**Text segment**
⟨

27 Mar
2009

Medicine has responded to the clamor for rejuvenating and beautifying techniques in numerous ways. Plastic surgery, liposuction, laser resurfacing of the skin—these are just a few of the procedures available to a public that wants them. They provide a much-desired alternative to appearing older or less attractive than one wants to look. Done correctly, they don’t harm—they enhance. In many cases, they help to restore confidence and make the people receiving them feel a lot better about themselves. Now, having the wherewithal to appear fit and more appealing on the outside, medical science can offer innovative methods to keep the inside running the way it should.

Currently, the Human Genome Project at the National Institutes of Health is unraveling the human genetic blueprint. In just a few years, researchers will be able to look at a man’s genetic background and then choose—or even design—a drug that will correct a drooping penis or boost a waning libido.

With the dawn of the new world of sexual medicine, a more immediate question has arisen. Should a man take the pill to improve erections if he doesn’t think he has ED? The issue can easily be sidestepped by saying that if a man takes the pill and his erections improve, then he had ED after all. The drug is restoring a state which would exist “naturally” if the man were free of ED. However, another way to view the issue is to ask whether the pill should be used by men with no erectile problems, as a recreational pleasure-enhancer. Who decides —the patient or the doctor?

⟩

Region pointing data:
⟨

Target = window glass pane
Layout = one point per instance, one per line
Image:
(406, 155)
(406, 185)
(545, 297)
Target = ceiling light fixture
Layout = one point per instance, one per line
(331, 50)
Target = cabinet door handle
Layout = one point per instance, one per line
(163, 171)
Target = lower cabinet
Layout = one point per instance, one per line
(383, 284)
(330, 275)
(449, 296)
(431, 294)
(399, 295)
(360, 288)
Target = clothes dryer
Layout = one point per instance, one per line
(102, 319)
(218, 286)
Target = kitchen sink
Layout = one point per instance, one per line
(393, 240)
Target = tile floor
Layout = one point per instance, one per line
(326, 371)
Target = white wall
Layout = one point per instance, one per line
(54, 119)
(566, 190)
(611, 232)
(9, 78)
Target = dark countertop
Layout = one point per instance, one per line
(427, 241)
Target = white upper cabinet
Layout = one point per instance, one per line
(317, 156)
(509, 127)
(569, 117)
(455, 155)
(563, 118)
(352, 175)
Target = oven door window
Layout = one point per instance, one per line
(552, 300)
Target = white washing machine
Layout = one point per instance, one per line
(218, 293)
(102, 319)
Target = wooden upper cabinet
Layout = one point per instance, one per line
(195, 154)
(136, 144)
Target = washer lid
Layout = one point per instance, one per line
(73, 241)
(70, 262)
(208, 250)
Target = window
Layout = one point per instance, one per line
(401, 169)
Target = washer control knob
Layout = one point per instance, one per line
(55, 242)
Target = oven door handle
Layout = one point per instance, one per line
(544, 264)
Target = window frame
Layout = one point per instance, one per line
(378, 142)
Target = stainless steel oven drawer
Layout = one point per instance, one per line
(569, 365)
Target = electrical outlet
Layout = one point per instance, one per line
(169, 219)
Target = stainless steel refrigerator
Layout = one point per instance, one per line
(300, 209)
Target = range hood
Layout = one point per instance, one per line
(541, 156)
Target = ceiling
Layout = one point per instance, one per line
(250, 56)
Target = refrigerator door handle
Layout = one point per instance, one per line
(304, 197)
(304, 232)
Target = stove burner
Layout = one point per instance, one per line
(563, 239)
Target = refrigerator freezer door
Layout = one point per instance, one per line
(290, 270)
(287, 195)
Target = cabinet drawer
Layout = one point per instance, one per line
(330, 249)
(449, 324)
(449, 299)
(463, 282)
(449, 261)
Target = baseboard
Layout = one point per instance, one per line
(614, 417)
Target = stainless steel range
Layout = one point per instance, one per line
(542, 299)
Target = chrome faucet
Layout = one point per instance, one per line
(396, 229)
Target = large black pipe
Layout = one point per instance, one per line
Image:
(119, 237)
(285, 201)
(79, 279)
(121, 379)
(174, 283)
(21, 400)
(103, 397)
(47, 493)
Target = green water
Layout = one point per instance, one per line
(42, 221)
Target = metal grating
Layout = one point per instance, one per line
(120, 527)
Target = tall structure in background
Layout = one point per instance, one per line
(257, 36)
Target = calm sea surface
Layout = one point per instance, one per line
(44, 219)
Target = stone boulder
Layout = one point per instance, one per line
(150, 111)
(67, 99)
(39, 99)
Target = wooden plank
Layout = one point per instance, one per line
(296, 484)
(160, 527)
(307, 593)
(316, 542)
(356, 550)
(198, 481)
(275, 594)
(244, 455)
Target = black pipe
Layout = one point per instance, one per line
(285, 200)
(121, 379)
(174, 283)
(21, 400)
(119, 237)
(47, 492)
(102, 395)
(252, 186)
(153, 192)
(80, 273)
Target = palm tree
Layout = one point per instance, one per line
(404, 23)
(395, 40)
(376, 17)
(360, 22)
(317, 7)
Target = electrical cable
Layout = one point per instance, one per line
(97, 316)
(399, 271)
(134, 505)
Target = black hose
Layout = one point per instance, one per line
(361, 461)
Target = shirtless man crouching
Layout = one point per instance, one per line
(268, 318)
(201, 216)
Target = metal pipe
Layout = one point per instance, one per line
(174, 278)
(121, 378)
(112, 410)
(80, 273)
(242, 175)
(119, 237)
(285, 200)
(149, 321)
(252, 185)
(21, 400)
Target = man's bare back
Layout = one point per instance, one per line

⟩

**Study questions**
**A)** Decide whether each statement agrees with the article on sexual medicine. For each, answer yes or no and quote the words from the article that settle it. (i) The Human Genome Project is being carried out at the National Institutes of Health. (ii) Procedures like plastic surgery always cause harm. (iii) The article states that the doctor decides whether a man with no erectile problems should take the pill.
**B)** Update the article on sexual medicine by writing out everything from "Medicine has responded" down to "way it should.", with "confidence" replaced by "self-esteem".
**C)** Continue the article on sexual medicine, starting right after its last sentence.

**Answers per task**
**A)**
(i) Yes: "the Human Genome Project at the National Institutes of Health is unraveling the human genetic blueprint"
(ii) No: "Done correctly, they don’t harm—they enhance."
(iii) No: "Who decides —the patient or the doctor?"

**B)**
Medicine has responded to the clamor for rejuvenating and beautifying techniques in numerous ways. Plastic surgery, liposuction, laser resurfacing of the skin—these are just a few of the procedures available to a public that wants them. They provide a much-desired alternative to appearing older or less attractive than one wants to look. Done correctly, they don’t harm—they enhance. In many cases, they help to restore self-esteem and make the people receiving them feel a lot better about themselves. Now, having the wherewithal to appear fit and more appealing on the outside, medical science can offer innovative methods to keep the inside running the way it should.

**C)**
Ultimately, they will share the decision. Making sex better denotes a hallmark in the history of modern medicine. Not so long ago, even a harmless activity like masturbation was regarded by the medical community as the first step on the road to madness. Today we can openly address sexual problems—which is the first step toward solving them. With the ED medications, we are on the next rung of the ladder. Medical science is beginning, right now, to turn erectile dysfunction into an archaic reference that will, in the near future, be as small a worry as smallpox is today.